Items from an annotation dataset:
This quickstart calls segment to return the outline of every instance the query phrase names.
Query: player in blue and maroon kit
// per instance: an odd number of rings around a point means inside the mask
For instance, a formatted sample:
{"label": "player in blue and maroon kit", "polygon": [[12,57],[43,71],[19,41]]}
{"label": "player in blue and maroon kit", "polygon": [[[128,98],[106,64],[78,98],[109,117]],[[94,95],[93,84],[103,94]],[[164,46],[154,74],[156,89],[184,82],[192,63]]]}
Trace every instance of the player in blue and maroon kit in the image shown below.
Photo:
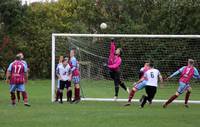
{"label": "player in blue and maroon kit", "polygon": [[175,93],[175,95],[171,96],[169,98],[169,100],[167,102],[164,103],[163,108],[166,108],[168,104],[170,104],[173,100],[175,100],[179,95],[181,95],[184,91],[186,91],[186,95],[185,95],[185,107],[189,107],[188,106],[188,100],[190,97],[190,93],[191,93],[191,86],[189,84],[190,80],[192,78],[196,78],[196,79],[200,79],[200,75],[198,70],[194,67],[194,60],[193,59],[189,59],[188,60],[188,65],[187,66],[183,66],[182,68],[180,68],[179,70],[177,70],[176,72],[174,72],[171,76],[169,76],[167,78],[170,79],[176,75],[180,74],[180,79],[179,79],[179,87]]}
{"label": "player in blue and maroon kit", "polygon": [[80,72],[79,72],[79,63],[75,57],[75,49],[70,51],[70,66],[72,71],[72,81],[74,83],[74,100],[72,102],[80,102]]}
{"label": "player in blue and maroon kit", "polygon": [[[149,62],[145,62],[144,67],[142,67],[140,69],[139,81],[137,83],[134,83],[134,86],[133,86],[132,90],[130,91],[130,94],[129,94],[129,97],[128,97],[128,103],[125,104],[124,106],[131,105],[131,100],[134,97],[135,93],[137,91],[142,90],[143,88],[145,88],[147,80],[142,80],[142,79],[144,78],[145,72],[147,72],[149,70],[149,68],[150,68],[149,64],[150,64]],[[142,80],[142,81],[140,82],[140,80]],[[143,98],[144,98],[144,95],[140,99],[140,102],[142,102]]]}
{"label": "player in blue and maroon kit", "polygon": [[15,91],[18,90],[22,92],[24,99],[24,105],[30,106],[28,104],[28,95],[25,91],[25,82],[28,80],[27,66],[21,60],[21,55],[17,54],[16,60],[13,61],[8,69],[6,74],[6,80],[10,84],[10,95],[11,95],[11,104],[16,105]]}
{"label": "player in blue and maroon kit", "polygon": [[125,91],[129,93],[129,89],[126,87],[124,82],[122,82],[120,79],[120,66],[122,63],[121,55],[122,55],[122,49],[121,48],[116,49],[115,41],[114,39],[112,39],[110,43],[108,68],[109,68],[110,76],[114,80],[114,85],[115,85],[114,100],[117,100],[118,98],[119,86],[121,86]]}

* * *

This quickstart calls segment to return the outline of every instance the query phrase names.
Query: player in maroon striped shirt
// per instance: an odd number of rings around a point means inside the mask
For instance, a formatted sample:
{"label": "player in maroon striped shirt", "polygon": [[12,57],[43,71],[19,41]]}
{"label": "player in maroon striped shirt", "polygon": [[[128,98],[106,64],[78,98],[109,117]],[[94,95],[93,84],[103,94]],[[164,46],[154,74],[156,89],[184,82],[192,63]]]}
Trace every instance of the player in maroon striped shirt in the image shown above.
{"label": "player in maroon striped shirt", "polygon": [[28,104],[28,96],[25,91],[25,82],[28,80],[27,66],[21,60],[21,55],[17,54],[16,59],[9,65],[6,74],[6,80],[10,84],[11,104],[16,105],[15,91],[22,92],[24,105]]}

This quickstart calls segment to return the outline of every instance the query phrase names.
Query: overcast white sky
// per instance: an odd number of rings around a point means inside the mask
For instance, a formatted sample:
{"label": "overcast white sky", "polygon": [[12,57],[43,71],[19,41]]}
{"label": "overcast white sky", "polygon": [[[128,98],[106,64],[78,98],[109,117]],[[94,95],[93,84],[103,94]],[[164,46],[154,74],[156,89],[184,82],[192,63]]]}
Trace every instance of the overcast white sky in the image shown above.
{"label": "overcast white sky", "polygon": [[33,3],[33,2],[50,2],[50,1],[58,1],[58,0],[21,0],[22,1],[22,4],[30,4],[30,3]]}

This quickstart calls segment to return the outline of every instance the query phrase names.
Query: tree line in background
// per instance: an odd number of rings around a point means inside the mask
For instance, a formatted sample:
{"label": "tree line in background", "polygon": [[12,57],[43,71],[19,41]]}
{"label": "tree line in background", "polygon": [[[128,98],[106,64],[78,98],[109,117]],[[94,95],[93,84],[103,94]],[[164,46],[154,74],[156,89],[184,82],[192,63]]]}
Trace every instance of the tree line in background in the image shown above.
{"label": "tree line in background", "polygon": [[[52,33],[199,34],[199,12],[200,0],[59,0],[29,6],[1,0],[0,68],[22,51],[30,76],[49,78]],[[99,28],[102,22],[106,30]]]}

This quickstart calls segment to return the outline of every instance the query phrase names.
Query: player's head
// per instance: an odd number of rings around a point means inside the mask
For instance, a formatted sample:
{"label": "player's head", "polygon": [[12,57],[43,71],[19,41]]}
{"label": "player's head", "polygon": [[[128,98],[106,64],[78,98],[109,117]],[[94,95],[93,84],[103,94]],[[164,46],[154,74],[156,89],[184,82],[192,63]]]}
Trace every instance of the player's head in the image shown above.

--

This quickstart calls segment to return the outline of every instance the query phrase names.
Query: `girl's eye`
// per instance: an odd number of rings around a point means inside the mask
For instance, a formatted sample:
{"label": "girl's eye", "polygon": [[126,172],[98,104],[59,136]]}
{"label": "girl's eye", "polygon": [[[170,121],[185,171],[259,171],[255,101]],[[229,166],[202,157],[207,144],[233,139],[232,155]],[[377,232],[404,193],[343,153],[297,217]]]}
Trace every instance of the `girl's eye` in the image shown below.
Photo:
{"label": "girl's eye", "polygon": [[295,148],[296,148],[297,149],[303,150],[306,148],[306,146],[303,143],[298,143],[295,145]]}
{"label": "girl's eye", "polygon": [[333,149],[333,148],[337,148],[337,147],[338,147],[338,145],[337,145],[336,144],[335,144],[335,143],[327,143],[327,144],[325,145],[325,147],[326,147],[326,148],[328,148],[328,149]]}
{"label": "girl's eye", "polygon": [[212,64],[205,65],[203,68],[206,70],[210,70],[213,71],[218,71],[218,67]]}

◆ **What to do**:
Count the lines in the preceding items that contain the string "above", matching case exactly. Reply with the number only.

◆ **Task solution**:
4